- **Written request**
Put the lines of the listing, from the line containing "Flag dog in the picture." up to and including the line containing "[0,366,900,563]", into a Markdown table with the columns Index and Entry. Number each row and omit blank lines.

+++ Raw data

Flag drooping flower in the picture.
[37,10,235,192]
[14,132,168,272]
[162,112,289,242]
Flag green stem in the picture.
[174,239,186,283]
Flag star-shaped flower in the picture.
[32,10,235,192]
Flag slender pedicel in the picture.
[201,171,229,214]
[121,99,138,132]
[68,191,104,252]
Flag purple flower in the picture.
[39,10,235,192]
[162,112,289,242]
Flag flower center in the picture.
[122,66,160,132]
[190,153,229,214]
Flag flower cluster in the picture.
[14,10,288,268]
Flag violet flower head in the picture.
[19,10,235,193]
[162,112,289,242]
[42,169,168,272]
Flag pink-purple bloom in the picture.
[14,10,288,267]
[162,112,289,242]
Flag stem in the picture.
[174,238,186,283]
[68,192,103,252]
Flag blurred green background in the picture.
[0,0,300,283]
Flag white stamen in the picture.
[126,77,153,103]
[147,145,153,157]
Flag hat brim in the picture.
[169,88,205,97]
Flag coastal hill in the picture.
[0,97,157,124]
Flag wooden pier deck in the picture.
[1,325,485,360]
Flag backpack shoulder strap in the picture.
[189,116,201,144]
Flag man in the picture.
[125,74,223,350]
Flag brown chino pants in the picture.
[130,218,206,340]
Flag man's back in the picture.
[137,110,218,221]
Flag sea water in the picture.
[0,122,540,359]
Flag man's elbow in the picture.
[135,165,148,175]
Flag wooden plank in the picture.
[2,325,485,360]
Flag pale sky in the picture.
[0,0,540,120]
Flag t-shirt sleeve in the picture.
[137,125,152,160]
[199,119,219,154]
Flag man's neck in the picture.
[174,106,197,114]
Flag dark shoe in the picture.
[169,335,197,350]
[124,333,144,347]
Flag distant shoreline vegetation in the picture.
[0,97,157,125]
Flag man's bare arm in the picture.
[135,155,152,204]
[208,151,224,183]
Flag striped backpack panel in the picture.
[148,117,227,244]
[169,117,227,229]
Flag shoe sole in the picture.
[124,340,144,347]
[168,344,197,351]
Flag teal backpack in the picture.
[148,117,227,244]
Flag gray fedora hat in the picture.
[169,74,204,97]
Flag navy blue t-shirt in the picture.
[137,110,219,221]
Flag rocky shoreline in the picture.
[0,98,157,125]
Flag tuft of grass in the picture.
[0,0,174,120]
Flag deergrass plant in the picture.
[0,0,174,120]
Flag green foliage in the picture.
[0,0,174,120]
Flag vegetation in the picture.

++++++
+++ Raw data

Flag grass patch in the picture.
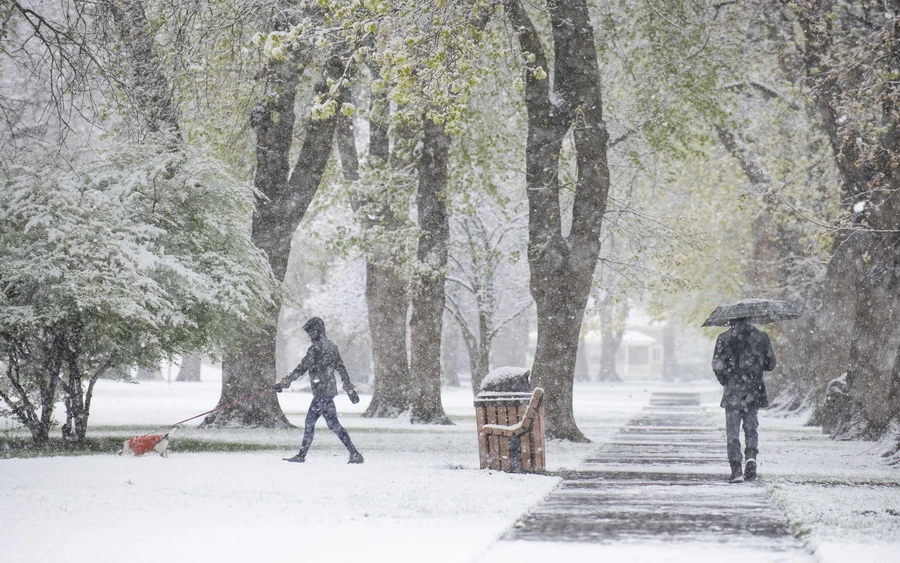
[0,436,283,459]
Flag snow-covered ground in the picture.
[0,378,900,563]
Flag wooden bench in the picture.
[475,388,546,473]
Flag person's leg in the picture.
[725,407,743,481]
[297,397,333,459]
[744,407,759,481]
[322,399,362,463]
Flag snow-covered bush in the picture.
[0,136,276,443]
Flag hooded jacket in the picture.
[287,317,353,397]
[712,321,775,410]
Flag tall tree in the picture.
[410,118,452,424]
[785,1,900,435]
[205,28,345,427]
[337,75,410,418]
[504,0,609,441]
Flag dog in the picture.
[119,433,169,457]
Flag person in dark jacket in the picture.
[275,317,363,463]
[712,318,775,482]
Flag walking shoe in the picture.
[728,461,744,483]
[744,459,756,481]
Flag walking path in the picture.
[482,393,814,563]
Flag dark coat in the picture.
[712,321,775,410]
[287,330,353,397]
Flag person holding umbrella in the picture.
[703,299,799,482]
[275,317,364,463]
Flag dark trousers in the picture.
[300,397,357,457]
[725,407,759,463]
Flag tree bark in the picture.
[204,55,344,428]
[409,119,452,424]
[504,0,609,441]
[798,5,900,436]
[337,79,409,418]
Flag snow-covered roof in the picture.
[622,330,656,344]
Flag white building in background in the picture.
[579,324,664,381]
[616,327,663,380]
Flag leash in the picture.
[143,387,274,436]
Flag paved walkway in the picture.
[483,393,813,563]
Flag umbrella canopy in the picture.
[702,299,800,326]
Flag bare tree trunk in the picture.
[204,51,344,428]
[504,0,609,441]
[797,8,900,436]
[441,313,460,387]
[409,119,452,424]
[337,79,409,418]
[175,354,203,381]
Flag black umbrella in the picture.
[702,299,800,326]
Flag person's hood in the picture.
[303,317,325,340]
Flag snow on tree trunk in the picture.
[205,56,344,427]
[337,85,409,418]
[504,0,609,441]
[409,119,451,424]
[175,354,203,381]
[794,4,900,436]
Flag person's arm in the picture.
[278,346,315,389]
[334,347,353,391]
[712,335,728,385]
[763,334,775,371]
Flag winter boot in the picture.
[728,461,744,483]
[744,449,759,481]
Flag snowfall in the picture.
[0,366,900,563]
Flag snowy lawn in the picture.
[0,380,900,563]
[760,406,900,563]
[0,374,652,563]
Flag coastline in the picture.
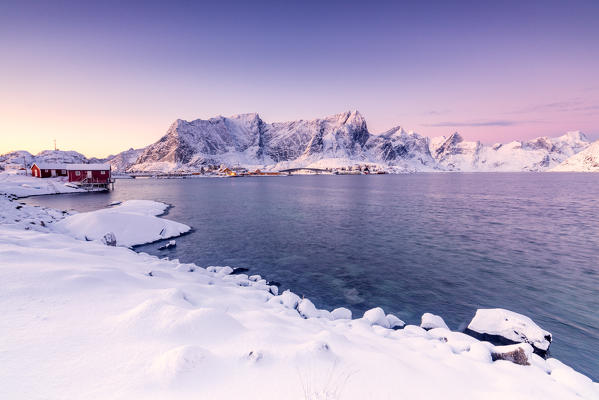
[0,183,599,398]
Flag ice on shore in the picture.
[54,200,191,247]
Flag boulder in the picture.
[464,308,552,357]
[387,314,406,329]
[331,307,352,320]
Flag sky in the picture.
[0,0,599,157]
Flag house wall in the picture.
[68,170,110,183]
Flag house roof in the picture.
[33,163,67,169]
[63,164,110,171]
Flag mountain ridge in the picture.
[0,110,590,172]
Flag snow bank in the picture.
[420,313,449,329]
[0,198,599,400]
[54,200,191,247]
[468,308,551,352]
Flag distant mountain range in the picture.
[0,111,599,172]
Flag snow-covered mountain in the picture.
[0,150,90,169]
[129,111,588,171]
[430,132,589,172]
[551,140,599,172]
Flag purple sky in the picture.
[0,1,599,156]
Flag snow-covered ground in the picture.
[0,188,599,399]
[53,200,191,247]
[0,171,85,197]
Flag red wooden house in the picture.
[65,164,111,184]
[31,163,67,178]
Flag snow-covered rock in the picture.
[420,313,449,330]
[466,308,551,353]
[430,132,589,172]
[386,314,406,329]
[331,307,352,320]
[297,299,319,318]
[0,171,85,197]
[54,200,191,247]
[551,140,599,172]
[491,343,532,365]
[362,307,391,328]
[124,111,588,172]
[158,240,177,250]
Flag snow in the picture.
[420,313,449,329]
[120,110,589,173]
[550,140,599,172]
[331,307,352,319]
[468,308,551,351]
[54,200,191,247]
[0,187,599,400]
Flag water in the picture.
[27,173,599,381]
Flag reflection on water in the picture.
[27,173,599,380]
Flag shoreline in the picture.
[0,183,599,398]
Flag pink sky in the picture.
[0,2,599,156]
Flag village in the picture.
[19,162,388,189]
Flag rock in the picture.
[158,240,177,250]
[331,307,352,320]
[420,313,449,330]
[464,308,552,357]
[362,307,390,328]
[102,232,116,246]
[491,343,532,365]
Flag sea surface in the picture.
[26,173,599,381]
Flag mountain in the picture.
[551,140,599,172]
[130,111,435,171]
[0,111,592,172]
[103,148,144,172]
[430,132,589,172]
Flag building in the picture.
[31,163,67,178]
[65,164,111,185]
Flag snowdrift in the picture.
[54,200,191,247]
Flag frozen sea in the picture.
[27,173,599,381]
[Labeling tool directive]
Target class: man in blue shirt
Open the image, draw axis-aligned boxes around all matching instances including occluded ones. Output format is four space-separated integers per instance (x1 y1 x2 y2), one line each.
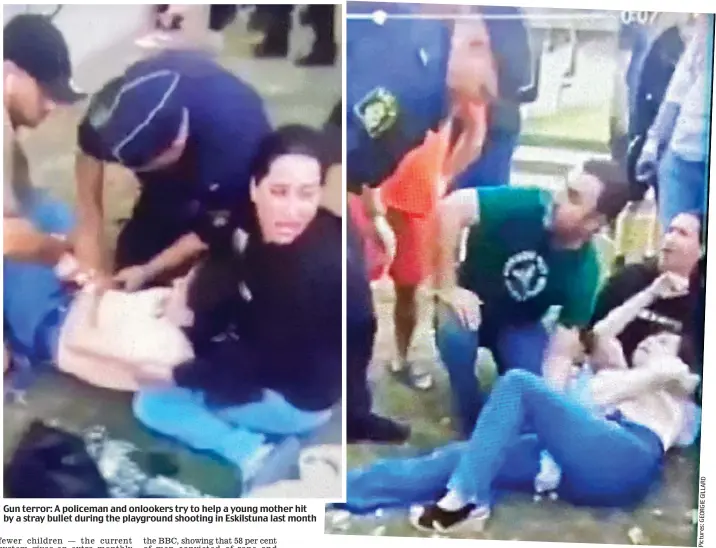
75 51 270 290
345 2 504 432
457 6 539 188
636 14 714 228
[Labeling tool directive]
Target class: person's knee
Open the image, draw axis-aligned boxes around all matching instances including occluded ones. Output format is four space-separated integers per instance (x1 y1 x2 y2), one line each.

++++++
+++ Raw data

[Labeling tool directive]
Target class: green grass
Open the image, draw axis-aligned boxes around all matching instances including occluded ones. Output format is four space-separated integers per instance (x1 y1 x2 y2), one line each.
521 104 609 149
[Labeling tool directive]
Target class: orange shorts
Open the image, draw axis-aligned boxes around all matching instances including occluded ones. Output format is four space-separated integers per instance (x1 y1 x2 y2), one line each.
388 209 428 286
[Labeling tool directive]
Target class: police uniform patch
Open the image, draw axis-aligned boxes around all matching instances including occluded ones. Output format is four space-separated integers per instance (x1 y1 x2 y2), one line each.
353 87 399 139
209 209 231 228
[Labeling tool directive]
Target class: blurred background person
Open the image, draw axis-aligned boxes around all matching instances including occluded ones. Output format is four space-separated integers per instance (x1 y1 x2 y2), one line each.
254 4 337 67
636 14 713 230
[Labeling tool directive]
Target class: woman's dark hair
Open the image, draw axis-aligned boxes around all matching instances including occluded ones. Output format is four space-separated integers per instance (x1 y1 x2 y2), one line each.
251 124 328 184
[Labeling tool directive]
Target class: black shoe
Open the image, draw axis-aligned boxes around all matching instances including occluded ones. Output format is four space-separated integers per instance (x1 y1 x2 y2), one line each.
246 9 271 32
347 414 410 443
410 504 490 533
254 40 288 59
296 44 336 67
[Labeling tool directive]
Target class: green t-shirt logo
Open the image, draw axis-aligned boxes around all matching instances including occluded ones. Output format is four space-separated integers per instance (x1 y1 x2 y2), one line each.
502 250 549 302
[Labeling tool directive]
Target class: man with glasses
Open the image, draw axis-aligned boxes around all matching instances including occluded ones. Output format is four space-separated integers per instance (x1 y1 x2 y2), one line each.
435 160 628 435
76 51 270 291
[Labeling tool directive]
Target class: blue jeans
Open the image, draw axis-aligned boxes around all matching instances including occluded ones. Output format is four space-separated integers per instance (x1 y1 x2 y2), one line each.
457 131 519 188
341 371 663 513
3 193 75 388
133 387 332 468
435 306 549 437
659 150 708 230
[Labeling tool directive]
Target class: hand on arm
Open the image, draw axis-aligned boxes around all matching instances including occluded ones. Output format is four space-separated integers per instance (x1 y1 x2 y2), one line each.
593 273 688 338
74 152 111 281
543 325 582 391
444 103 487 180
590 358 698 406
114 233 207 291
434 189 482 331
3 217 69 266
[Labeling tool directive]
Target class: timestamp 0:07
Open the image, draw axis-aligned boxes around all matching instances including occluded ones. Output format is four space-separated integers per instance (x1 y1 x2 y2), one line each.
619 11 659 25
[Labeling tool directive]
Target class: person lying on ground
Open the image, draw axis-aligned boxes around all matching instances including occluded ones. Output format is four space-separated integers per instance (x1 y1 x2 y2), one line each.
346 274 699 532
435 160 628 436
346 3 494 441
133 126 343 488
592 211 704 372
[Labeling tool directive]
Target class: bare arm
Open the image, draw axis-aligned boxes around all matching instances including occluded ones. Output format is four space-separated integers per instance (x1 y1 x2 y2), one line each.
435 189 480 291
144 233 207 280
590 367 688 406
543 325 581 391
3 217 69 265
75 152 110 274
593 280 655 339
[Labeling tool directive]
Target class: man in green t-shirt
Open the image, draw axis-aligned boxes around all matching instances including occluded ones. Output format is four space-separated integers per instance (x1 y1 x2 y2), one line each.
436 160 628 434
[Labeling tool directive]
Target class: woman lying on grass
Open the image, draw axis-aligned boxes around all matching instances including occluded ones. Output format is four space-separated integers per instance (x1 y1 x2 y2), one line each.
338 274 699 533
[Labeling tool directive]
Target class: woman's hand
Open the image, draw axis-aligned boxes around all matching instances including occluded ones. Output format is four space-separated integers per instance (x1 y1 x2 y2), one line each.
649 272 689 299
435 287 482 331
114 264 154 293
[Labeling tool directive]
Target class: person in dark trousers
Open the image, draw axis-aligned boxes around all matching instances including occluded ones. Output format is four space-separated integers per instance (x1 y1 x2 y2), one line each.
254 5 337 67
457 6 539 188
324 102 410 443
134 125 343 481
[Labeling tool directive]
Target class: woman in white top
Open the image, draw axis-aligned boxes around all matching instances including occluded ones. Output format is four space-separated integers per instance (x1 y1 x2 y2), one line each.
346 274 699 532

++++++

- **In response**
| Index | Entry |
|---|---|
| 1 | Flag dog in the picture. |
| 2 | [119,433,169,457] |
| 3 | Flag person in dark jacket in the picture. |
| 4 | [275,317,363,463] |
| 5 | [712,318,775,482] |
| 6 | Flag walking shoe in the picture. |
| 7 | [728,461,744,483] |
| 8 | [744,459,756,481] |
| 9 | Flag walking path in the picture. |
| 10 | [482,393,814,563] |
| 11 | Flag dark coat in the picture. |
| 12 | [712,321,775,410] |
| 13 | [287,330,353,397] |
| 14 | Flag person holding umbrella in the picture. |
| 15 | [703,299,799,482] |
| 16 | [275,317,364,463] |
| 17 | Flag dark trousers in the picture. |
| 18 | [300,397,357,457] |
| 19 | [725,407,759,463] |
| 20 | Flag tree bark in the picture. |
| 21 | [204,55,344,428] |
| 22 | [409,119,452,424] |
| 23 | [504,0,609,441] |
| 24 | [798,5,900,436] |
| 25 | [337,79,409,418] |
| 26 | Flag snow-covered roof in the picture. |
| 27 | [622,330,656,344] |
| 28 | Flag white building in background in the picture. |
| 29 | [579,324,664,381] |
| 30 | [616,327,663,380] |
| 31 | Flag leash in the picture. |
| 32 | [143,387,274,436] |
| 33 | Flag paved walkway in the picture. |
| 34 | [483,393,813,563] |
| 35 | Flag umbrella canopy in the picture. |
| 36 | [702,299,800,326] |
| 37 | Flag bare tree trunk in the picture. |
| 38 | [204,51,344,428] |
| 39 | [504,0,609,441] |
| 40 | [797,8,900,436] |
| 41 | [441,313,460,387] |
| 42 | [409,119,452,424] |
| 43 | [337,79,409,418] |
| 44 | [175,354,203,381] |
| 45 | Flag black umbrella in the picture. |
| 46 | [702,299,800,326] |
| 47 | Flag person's hood in the picture. |
| 48 | [303,317,325,340] |
| 49 | Flag snow on tree trunk in the picture. |
| 50 | [205,56,344,427] |
| 51 | [337,85,409,418] |
| 52 | [504,0,609,441] |
| 53 | [409,119,451,424] |
| 54 | [175,354,203,381] |
| 55 | [794,4,900,436] |
| 56 | Flag person's arm in the picture. |
| 57 | [278,346,315,389] |
| 58 | [334,347,353,391] |
| 59 | [712,335,728,385] |
| 60 | [763,334,775,371] |
| 61 | Flag winter boot in the picture. |
| 62 | [728,461,744,483] |
| 63 | [744,449,759,481] |
| 64 | Flag snowfall in the picture. |
| 65 | [0,366,900,563] |